** GIVEN EXERCISE **
Only the lines starting at the one that contains "Exercise. Point to every instance of the green fence" and running to the end should be repeated, exactly as written.

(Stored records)
— Start —

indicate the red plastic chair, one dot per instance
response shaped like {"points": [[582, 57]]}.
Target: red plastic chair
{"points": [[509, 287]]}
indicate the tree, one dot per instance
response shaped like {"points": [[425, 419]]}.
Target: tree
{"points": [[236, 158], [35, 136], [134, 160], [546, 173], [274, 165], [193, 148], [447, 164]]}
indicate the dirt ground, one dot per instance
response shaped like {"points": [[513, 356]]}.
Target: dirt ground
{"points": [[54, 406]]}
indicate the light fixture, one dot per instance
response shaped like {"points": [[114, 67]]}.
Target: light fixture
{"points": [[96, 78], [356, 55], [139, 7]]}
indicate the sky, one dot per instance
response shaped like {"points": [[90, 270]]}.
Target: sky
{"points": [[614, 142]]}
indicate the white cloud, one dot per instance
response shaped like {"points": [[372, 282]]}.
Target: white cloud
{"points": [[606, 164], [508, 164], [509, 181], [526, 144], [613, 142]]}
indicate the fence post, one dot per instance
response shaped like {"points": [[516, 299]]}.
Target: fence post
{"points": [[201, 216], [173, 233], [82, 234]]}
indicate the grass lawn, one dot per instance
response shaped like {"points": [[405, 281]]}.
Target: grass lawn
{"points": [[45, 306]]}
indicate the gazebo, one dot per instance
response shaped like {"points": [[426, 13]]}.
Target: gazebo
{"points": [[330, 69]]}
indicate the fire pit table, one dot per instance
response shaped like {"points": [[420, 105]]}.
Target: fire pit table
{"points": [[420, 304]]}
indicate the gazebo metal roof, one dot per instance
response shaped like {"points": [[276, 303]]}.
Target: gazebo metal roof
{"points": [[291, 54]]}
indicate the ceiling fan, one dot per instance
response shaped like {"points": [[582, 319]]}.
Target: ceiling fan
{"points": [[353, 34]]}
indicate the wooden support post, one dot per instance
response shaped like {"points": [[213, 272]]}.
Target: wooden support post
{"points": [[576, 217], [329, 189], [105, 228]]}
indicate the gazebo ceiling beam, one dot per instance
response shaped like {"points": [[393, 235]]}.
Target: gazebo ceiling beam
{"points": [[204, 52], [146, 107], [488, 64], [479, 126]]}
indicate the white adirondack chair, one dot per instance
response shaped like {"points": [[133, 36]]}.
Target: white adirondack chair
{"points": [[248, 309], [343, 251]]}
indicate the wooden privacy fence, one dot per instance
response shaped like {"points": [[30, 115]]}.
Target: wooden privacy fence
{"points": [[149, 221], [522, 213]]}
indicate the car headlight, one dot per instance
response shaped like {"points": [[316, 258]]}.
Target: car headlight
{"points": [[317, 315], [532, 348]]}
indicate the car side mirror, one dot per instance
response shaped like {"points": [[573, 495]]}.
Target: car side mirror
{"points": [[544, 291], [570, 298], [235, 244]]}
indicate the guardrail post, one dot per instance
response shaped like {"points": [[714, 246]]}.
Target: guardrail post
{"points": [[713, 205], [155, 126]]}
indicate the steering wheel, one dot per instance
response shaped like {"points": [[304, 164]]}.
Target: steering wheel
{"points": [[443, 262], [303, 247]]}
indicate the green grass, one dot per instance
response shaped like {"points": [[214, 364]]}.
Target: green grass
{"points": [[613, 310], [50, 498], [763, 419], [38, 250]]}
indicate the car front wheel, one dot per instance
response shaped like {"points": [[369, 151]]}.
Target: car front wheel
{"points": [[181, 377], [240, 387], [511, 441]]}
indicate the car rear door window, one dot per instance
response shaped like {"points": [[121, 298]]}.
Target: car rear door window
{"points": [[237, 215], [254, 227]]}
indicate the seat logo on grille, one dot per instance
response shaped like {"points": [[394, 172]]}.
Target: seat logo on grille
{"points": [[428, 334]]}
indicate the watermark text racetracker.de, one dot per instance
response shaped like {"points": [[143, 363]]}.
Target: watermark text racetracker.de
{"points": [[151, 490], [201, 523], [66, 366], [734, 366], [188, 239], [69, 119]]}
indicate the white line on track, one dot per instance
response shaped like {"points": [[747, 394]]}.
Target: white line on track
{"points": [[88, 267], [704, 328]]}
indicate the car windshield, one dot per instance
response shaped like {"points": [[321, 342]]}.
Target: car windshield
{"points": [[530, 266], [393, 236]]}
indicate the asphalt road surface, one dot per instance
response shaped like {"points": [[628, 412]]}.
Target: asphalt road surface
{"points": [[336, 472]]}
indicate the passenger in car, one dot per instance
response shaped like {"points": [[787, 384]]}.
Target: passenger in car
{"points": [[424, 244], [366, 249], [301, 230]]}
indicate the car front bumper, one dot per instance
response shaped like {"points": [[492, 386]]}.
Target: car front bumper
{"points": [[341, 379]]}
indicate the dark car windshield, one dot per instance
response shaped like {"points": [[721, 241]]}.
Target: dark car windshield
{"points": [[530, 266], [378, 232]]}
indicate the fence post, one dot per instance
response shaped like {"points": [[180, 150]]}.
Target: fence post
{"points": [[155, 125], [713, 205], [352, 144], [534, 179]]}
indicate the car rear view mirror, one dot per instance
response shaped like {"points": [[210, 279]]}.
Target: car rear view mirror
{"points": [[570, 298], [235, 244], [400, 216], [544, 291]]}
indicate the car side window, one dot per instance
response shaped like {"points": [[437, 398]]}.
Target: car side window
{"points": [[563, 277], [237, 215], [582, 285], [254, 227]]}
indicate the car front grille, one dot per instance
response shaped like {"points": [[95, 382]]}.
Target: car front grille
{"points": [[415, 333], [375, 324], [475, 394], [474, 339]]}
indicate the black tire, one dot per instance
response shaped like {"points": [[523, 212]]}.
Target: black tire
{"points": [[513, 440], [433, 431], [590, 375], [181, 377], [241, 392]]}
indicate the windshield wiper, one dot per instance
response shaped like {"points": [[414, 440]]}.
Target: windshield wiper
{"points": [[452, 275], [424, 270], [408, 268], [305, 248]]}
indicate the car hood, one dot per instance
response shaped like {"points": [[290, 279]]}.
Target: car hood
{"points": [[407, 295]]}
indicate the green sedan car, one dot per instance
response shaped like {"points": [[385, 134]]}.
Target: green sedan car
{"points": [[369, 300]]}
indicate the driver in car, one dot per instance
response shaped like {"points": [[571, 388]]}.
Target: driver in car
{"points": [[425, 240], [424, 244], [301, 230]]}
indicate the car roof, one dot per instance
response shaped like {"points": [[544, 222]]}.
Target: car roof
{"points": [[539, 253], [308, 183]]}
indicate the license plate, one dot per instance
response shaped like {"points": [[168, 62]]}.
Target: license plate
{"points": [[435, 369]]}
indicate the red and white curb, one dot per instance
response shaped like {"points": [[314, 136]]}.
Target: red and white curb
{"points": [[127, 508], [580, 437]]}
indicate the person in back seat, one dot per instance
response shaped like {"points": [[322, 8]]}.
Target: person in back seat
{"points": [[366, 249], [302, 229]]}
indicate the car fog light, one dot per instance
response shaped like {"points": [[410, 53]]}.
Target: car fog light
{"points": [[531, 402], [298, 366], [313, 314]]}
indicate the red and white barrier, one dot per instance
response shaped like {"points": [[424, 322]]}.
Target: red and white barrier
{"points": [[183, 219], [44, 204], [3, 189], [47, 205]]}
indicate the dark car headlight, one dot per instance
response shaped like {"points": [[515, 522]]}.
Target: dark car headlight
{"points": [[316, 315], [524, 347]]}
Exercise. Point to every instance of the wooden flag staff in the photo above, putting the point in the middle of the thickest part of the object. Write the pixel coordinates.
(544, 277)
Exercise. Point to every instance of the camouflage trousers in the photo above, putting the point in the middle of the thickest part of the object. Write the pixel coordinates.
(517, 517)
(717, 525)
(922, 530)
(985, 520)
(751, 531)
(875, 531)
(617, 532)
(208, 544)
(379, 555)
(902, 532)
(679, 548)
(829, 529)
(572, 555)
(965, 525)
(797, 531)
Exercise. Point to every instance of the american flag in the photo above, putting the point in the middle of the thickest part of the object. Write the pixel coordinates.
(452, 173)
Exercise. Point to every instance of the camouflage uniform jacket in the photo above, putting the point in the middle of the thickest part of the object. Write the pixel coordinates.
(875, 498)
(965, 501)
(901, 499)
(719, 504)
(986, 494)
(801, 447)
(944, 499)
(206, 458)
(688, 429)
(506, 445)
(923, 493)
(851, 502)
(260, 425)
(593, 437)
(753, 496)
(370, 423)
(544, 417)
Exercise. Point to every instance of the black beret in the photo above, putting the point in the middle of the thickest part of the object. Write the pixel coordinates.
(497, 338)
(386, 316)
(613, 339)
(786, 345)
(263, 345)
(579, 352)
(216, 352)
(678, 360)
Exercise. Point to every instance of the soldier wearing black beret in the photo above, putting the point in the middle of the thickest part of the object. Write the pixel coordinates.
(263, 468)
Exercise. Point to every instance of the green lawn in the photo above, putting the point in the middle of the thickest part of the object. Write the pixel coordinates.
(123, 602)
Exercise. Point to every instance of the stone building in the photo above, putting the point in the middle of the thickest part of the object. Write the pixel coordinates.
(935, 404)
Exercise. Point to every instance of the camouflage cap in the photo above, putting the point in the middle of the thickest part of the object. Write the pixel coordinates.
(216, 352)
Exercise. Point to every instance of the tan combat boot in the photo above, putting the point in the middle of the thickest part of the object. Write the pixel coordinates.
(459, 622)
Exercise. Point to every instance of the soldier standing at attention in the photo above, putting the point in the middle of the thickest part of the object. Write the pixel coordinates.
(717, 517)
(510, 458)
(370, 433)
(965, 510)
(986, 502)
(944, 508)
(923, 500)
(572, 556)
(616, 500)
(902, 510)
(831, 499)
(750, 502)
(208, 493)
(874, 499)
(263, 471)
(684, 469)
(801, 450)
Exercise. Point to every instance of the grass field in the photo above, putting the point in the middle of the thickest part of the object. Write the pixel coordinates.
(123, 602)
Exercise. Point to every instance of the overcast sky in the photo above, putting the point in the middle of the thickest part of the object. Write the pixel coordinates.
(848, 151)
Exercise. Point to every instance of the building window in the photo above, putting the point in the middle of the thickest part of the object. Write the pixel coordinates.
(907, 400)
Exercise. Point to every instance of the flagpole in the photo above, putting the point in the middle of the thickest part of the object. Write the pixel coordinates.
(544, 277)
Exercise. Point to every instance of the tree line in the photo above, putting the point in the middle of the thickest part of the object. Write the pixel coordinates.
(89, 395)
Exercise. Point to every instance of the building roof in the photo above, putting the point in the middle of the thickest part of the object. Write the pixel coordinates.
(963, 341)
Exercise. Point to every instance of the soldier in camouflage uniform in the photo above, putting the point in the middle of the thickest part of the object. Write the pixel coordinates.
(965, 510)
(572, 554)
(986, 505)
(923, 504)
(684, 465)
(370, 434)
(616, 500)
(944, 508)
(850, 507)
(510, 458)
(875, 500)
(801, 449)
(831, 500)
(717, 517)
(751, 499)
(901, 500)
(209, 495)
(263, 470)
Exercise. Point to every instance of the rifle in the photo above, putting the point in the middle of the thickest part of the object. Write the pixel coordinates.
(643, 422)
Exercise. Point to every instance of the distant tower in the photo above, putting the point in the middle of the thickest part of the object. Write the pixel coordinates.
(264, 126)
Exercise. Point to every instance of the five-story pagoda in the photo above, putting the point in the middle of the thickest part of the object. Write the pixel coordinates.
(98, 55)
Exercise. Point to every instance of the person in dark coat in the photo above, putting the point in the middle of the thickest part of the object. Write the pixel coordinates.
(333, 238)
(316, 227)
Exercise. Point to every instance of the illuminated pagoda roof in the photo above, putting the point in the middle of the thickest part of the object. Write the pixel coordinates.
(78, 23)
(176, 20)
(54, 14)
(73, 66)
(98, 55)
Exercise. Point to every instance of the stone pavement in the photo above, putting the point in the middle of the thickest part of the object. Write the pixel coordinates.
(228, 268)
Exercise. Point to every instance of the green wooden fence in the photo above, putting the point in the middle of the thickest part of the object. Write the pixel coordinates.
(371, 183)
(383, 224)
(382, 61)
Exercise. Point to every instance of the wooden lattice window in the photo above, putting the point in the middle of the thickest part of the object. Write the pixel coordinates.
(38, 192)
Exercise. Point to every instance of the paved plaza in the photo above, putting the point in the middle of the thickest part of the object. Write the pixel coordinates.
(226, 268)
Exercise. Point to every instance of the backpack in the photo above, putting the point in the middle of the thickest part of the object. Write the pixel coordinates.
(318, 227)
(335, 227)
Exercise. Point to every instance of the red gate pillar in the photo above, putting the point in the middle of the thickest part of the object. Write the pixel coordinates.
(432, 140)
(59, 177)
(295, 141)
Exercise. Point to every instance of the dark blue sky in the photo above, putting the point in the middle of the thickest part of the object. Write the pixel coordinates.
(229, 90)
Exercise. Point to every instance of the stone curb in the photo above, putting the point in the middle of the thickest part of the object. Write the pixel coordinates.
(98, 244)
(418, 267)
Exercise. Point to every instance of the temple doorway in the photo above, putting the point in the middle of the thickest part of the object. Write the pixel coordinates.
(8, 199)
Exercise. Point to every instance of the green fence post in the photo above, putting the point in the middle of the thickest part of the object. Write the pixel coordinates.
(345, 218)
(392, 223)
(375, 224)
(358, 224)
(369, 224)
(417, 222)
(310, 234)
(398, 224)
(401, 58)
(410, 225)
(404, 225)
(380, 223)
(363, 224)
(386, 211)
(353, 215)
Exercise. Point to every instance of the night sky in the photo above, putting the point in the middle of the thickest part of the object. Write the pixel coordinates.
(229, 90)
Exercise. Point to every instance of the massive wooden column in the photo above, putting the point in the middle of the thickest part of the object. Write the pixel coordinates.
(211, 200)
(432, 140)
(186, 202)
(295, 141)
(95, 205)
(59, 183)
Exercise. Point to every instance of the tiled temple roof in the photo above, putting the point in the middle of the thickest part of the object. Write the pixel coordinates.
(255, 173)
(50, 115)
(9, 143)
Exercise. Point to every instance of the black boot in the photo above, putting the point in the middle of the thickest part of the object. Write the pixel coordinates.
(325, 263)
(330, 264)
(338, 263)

— End —

** RESULT FOR THIS TASK **
Exercise. Point to every instance of the green fence post in the photo above, putting the point in the middle of the thickest part of the object. Write the pixel coordinates.
(345, 218)
(392, 223)
(375, 224)
(358, 224)
(369, 224)
(417, 222)
(310, 234)
(398, 224)
(401, 58)
(410, 225)
(404, 225)
(380, 223)
(363, 224)
(386, 211)
(353, 215)
Exercise. Point to every instance of the night sky in the photo above, putting the point in the middle of the thickest part of the object. Write the pixel coordinates.
(229, 90)
Exercise. Point to every instance of the massive wooden column in the photo above, putting the point in the middle of the thickest part of the object. Write the pixel coordinates.
(211, 200)
(432, 140)
(186, 202)
(295, 141)
(95, 205)
(59, 183)
Exercise. Point to every instance of the tiled temple roof in the photo above, putting the point in the middle of the thickest part of the object. Write the pixel coordinates.
(255, 173)
(50, 115)
(9, 143)
Exercise. Point to every instance of the black boot in the photo above, putting the point in the middle of the thickest part of the object. Write the pixel coordinates.
(325, 263)
(330, 264)
(338, 263)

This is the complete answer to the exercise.